== DIRECTIONS ==
Count the lines in the data below that contain the string "blue", treating case as significant. Give only the number.

== Point placement records ==
--

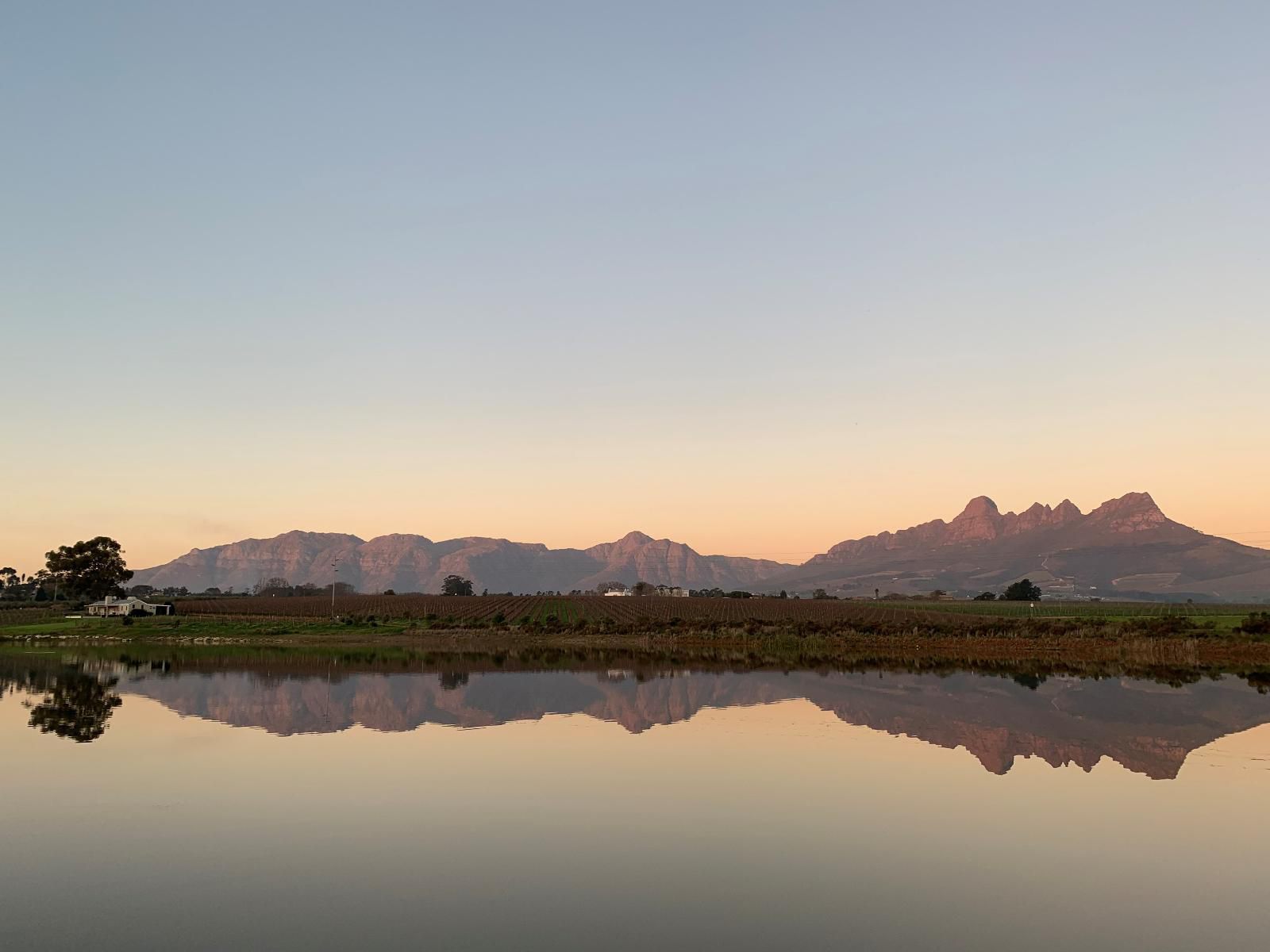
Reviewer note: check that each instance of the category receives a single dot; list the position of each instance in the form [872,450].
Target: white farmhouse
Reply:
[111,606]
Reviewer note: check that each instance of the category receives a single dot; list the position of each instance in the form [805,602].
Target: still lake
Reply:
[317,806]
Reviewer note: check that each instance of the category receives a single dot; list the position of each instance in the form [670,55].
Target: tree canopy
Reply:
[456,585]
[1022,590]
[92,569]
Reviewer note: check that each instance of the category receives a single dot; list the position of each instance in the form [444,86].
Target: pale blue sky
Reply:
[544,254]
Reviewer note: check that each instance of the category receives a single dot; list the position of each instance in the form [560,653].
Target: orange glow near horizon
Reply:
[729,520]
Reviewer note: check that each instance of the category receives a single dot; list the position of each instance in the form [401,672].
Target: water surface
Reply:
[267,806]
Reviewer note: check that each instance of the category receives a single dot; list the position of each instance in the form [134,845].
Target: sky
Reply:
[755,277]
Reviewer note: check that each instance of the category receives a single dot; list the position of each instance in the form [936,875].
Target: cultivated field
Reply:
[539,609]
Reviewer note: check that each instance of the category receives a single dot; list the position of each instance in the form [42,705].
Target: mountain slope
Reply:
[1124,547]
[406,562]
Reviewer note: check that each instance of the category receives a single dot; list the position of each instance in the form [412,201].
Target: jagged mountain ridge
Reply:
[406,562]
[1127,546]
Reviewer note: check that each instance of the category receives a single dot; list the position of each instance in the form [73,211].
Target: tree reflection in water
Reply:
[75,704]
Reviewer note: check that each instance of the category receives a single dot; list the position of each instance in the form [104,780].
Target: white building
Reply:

--

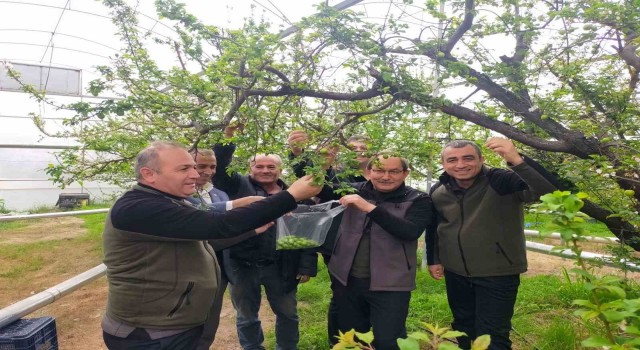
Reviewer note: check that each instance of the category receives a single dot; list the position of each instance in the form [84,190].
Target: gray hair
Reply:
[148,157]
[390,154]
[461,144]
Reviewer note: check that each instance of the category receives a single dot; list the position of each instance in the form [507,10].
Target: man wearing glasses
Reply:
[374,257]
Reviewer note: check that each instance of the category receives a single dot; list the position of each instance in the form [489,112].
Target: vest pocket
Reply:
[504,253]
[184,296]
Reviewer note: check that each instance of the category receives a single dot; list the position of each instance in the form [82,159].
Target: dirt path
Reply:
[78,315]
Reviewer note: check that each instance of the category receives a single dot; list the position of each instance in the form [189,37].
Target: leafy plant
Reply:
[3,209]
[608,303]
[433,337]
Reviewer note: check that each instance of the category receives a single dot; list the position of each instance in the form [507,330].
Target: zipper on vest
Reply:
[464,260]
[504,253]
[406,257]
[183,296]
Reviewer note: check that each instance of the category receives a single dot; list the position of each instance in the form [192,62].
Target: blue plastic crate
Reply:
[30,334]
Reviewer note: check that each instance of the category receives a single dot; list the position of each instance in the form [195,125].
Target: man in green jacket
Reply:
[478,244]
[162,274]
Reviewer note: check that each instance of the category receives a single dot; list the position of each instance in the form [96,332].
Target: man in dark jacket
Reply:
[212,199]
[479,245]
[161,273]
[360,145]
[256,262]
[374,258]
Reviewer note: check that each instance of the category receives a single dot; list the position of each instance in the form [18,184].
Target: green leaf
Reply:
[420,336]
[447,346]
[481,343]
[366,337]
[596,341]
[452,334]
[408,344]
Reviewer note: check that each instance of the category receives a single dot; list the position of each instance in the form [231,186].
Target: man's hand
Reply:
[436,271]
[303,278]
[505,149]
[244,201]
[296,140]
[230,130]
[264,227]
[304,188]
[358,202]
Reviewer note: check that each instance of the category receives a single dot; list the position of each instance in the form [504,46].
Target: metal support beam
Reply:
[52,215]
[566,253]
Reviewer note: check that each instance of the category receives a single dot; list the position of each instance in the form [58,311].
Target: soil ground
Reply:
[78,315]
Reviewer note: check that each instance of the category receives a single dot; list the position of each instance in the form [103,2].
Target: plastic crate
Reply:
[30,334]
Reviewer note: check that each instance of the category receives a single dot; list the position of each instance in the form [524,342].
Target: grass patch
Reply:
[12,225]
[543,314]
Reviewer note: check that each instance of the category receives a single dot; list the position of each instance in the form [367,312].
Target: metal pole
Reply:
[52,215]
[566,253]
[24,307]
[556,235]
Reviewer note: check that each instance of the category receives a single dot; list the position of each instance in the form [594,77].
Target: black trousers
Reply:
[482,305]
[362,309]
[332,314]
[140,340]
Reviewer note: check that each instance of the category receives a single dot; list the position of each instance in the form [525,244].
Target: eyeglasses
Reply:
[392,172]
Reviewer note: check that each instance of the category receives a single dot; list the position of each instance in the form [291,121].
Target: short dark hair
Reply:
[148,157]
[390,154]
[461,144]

--

== OUTPUT ==
2